:: WORK TO BE COMPLETED ::
Below, find the line that contains "drop a dot on the railing" and copy that line and every line after it, word for word, through the end of the items. Include both the first and last lines.

------

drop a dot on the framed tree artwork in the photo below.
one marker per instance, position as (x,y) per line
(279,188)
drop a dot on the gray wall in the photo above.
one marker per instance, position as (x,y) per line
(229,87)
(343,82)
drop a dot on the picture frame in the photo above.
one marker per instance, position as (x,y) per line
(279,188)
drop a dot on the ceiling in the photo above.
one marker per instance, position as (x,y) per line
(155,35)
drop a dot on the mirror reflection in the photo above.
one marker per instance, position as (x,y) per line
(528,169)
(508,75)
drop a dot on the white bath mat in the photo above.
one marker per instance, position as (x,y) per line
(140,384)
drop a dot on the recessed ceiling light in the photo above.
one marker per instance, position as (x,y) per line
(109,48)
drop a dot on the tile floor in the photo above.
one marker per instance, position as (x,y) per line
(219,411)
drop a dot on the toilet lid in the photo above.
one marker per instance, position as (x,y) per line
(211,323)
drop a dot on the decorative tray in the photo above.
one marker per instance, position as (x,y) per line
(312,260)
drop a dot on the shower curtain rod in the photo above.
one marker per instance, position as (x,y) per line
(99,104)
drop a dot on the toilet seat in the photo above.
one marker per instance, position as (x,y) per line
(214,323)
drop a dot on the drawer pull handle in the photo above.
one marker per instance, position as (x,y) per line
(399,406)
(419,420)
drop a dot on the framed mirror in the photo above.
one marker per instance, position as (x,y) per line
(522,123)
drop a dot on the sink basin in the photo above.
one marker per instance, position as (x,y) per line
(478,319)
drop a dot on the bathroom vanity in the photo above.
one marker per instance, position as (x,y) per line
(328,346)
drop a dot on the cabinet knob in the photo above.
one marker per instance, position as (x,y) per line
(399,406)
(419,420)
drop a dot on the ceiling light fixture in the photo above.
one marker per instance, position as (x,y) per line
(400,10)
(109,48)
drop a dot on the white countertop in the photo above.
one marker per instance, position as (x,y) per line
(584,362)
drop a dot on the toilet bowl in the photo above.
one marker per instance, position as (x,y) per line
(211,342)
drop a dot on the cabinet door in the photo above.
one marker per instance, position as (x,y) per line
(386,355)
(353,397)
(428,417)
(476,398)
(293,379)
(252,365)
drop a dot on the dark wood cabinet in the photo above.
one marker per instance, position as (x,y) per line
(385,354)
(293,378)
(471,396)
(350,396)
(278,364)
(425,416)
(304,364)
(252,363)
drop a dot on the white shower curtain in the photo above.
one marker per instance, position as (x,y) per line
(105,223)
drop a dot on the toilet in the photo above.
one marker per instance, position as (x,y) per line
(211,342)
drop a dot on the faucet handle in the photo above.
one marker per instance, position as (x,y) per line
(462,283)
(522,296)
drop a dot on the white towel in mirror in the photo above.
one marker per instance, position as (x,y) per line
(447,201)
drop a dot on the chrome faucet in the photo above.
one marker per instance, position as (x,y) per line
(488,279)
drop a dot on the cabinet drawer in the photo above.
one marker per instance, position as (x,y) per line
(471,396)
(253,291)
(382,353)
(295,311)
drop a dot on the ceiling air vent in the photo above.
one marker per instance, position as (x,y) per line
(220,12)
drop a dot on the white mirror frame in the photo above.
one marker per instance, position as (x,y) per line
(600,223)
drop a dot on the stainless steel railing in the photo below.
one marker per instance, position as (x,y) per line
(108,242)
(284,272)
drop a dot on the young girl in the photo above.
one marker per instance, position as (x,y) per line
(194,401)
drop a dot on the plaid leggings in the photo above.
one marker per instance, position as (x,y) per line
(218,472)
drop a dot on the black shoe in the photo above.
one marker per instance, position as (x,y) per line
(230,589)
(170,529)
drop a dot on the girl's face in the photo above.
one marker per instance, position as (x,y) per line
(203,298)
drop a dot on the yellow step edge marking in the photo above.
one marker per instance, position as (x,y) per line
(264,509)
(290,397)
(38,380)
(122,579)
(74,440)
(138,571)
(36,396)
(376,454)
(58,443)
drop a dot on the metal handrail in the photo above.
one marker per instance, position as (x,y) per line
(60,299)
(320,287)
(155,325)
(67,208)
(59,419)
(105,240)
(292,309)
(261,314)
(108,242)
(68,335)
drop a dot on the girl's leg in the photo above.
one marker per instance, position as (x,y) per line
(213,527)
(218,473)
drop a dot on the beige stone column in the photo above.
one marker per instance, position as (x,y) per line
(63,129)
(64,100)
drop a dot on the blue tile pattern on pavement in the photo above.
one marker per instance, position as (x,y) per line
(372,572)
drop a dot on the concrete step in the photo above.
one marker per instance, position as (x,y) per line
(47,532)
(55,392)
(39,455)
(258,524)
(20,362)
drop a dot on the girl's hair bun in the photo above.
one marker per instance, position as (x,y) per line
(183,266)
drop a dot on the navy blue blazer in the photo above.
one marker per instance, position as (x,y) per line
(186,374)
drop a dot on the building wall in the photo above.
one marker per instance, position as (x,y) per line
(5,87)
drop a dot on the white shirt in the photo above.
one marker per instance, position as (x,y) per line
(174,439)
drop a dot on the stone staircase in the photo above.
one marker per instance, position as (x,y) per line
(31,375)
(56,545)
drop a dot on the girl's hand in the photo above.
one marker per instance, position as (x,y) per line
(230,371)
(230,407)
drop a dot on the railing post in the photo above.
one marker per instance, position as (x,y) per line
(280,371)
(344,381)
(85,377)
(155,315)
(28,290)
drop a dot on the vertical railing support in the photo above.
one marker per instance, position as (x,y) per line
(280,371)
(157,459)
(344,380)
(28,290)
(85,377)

------

:: WRITTEN ANSWER ::
drop a dot on the railing post in the photo above.
one marker per instance, position as (x,y) per line
(280,371)
(344,381)
(85,377)
(155,315)
(28,290)
drop a dot on the vertical railing support in the photo above.
one marker per instance, position as (x,y) per line
(280,371)
(157,459)
(344,380)
(28,290)
(85,377)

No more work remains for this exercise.